▶ **SOURCE PASSAGE**
--- begin ---

I largely agree with John. My inner AFWE just couldn’t be as dismissive of 12 as 09. For me, the jury is still out on 13s and 14s. Jim A has some arbitrary requirement of tasting numerous Pinots from a vintage before making pronouncements…something like 100+ (but no definite number IIRC)…which is too many. Solid concept.


They’re all shitty.

I have liked many wines from 2012 OR pinots I have tried, such as Domaine Drouhin, Patricia Green Freedom Hill, Ponzi WV, Four Graces, St. Innocent, Adelsheim, etc. They do have more stuffing than 2011, but still are OR in style. 2013 looking solid from the few I have tried. [cheers.gif]

Maybe 09 was a Global Year Of Cali: half the Burgundy from that vintage I’ve tried has been unbalanced to my tastes. (I’ve actually had a pretty decent hit rate with 09 CA pinots: maybe those grapes and winemakers handled the Year Of Cali more naturally. Though even there I’ve had better luck with 08s.)

I enjoy the Cali - Oregon - Burgundy vintage classification system; thanks. It’s at least as useful as any other system which reduces a vintage to one score… and funner.

I will probably take shit for saying this but I’m going to be honest. 2008 has taken a long time to show anything and I’m not certain I’ll ever get the joy from it I’ve gotten from '10 (and '11s are starting to show). I resisted buying 12s for the same reason but ended up with more than I had planned on buying. Tasting at PGC I loved the vintage but so many of those I’ve opened from other wineries just lack the charm and verve I look for from Oregon. To me Oregon is all about cooler years. Warmer years just lack identity to me. But I’m a newbie with a bad palate. YMMV.

--- end ---

▶ **WORK INSTRUCTIONS**
[a] Switch "Burgundy" to "Bordeaux" and give the wine vintage discussion again, starting at "I have liked" and ending at "score… and funner.".
[b] Name every producer the wine vintage discussion gives as a source of 2012 Oregon pinots that the writer liked.
Base your answers only on the wine vintage discussion.

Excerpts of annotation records
--- begin ---

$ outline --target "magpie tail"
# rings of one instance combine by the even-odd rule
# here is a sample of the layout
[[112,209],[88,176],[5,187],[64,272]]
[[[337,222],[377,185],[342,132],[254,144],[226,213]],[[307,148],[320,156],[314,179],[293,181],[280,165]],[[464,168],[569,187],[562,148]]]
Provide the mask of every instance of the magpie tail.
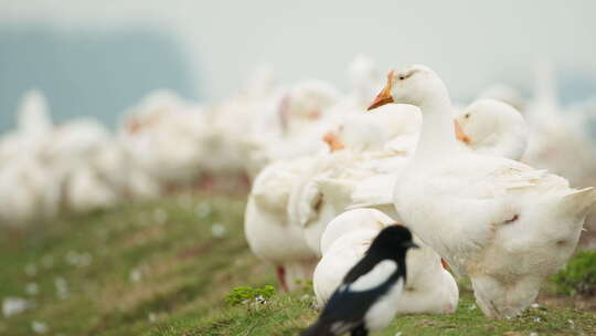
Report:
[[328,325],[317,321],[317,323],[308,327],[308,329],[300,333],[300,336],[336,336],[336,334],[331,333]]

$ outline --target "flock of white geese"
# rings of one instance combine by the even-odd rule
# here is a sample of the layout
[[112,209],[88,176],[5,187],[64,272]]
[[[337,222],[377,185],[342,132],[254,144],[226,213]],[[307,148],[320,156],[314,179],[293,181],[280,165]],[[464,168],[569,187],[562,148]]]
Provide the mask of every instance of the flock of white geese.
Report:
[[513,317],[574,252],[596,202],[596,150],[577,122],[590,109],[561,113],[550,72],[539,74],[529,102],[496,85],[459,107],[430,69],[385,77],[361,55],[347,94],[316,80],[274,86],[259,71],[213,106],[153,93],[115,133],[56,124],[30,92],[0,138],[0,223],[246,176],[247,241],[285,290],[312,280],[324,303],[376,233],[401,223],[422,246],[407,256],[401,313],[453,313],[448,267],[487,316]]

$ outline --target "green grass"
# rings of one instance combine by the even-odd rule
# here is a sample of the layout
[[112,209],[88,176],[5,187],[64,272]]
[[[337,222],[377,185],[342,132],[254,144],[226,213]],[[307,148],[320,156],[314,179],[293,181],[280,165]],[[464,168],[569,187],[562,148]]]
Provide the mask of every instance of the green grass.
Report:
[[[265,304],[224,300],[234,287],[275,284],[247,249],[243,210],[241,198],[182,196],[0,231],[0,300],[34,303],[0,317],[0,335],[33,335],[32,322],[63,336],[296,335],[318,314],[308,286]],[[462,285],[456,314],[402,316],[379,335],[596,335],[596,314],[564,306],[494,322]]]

--- end ---
--- begin ---

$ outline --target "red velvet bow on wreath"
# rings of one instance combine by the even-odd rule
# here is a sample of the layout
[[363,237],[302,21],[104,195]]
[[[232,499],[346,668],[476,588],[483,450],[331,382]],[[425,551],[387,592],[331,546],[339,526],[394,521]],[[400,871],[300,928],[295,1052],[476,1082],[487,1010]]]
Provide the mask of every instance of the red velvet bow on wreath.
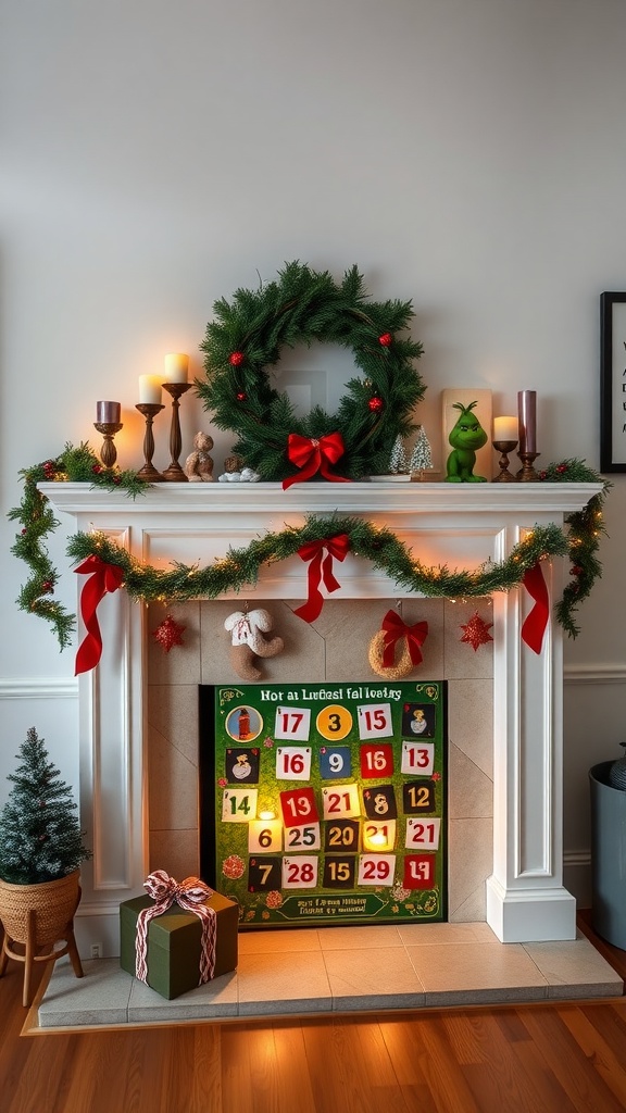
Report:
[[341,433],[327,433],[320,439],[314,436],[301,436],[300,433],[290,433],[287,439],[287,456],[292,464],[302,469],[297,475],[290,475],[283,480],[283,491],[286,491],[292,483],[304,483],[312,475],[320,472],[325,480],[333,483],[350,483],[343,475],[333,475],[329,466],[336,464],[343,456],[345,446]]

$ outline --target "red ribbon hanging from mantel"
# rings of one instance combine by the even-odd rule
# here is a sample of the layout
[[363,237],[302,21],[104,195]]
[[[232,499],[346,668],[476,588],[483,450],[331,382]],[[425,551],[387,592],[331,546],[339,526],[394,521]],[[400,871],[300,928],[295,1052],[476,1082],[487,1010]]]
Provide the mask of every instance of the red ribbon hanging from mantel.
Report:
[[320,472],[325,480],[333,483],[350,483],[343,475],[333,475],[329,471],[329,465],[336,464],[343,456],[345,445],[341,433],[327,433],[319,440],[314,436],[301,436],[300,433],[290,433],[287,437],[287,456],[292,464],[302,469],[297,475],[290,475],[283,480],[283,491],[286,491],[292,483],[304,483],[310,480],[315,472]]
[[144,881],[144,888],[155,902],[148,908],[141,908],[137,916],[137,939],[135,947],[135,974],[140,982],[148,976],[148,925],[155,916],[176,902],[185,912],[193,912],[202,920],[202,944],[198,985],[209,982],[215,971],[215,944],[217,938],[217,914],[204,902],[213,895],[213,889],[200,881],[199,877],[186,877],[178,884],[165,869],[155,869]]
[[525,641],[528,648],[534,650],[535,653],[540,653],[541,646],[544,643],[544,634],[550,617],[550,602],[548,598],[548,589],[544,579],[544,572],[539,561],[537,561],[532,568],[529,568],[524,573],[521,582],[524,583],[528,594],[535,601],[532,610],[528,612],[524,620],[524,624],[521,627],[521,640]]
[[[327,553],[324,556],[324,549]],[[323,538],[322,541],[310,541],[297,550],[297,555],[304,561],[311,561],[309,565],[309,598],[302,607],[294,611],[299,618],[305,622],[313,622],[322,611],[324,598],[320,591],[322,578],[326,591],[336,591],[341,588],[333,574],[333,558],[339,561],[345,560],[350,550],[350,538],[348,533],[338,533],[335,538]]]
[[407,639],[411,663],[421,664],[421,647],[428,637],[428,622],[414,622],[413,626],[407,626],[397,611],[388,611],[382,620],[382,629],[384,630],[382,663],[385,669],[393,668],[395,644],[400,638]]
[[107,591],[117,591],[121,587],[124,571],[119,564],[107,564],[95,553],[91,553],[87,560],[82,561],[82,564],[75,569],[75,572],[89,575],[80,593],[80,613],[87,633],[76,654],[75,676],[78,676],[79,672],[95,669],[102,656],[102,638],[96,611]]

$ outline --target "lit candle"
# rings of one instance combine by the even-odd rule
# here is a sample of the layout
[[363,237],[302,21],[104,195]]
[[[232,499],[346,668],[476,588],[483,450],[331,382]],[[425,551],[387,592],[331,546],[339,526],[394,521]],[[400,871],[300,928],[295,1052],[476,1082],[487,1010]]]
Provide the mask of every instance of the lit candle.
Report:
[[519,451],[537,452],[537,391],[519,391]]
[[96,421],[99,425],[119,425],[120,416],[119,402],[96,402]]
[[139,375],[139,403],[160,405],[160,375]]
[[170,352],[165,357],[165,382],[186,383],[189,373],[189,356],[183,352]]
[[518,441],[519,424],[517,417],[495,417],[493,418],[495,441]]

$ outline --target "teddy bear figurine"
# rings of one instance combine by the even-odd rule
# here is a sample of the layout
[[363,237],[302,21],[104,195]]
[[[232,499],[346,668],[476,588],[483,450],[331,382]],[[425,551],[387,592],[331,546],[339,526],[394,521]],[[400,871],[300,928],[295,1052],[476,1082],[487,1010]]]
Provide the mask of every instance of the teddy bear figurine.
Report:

--- end ---

▶ **SOLUTIONS TO EACH TASK**
[a]
I have liked many wines from 2012 OR pinots I have tried, such as Domaine Drouhin, Patricia Green Freedom Hill, Ponzi WV, Four Graces, St. Innocent, Adelsheim, etc. They do have more stuffing than 2011, but still are OR in style. 2013 looking solid from the few I have tried. [cheers.gif]

Maybe 09 was a Global Year Of Cali: half the Bordeaux from that vintage I’ve tried has been unbalanced to my tastes. (I’ve actually had a pretty decent hit rate with 09 CA pinots: maybe those grapes and winemakers handled the Year Of Cali more naturally. Though even there I’ve had better luck with 08s.)

I enjoy the Cali - Oregon - Bordeaux vintage classification system; thanks. It’s at least as useful as any other system which reduces a vintage to one score… and funner.

[b] Domaine Drouhin, Patricia Green Freedom Hill, Ponzi WV, Four Graces, St. Innocent, Adelsheim